Reproduce the liquid crystal diffraction text verbatim between "Meanwhile, as conceptually" and "L₅ as left circularly polarized light.", inclusive.

■ Text ■
◇ ◇ ◇ ◇ ◇ ◇ ◇
Therefore, the transmitted light L₂ is diffracted to be inclined in a direction perpendicular to the equiphase surface E1 and travels in a direction different from the traveling direction of the incident light L₁. This way, the incident light Ly as left circularly polarized light is converted into the transmitted light L₂ as right circularly polarized light that is inclined with respect to an incidence direction by a certain angle in the arrow A direction.

Meanwhile, as conceptually shown in FIG. 7, in a case where the value of the product of the difference in refractive index of the liquid crystal compound and the thickness of the liquid crystal layer is λ/2 in the liquid crystal layer 36A and incident light L₄ as right circularly polarized light enters the liquid crystal layer 36A, the incident light L₄ is imparted with a phase difference of 180° by passing through the liquid crystal layer 36A and converted into transmitted light L₅ as left circularly polarized light.

In addition, in a case where the incident light L₄ passes through the liquid crystal layer 36A, an absolute phase thereof changes depending on the orientation of the optical axis 38A of each liquid crystal compound 38. In this case, since the orientation of the optical axis 38A changes while rotating along the arrow A direction, the amount of change in the absolute phase of the incident light L₄ varies depending on the orientation of the optical axis 38A. Furthermore, since the liquid crystal alignment pattern formed in the liquid crystal layer 36A is a pattern that is periodic in the arrow A direction, the incident light L₄ passing through the liquid crystal layer 36A is imparted with an absolute phase Q2 that is periodic in the arrow A direction corresponding to the orientation of each optical axis 38A as shown in FIG. 7.

Here, since the incident light L₄ is right circularly polarized light, the absolute phase Q2 that is periodic in the arrow A direction corresponding to the orientation of the optical axis 38A is opposite to the incident light Ly as left circularly polarized light. As a result, in the incident light L₄, an equiphase surface E2 that is inclined in the arrow A direction opposite to that of the incident light L₁ is formed.

Therefore, the incident light L₄ is diffracted to be inclined in a direction perpendicular to the equiphase surface E2 and travels in a direction different from the traveling direction of the incident light L₄. This way, the incident light L₄ is converted into the transmitted light L₅ as left circularly polarized light that is inclined with respect to an incidence direction by a certain angle in a direction opposite to the arrow A direction.

In the liquid crystal layer 36A, by changing the single period A of the formed liquid crystal alignment pattern, the diffraction angles of the transmitted light L₂ and the transmitted light L₅ can be adjusted. Specifically, since the shorter the single period A of the liquid crystal alignment pattern, the stronger the interference between the light components passing through the liquid crystal compounds 38 adjacent to each other, the transmitted light L₂ and the transmitted light L₅ can be greatly diffracted.
◇ ◇ ◇ ◇ ◇ ◇ ◇
■ Information supplied ■

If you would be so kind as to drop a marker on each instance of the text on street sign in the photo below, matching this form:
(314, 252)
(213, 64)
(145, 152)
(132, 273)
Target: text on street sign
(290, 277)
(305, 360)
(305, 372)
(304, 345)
◇ ◇ ◇ ◇ ◇ ◇ ◇
■ Exercise result ■
Meanwhile, as conceptually shown in FIG. 7, in a case where the value of the product of the difference in refractive index of the liquid crystal compound and the thickness of the liquid crystal layer is λ/2 in the liquid crystal layer 36A and incident light L₄ as right circularly polarized light enters the liquid crystal layer 36A, the incident light L₄ is imparted with a phase difference of 180° by passing through the liquid crystal layer 36A and converted into transmitted light L₅ as left circularly polarized light.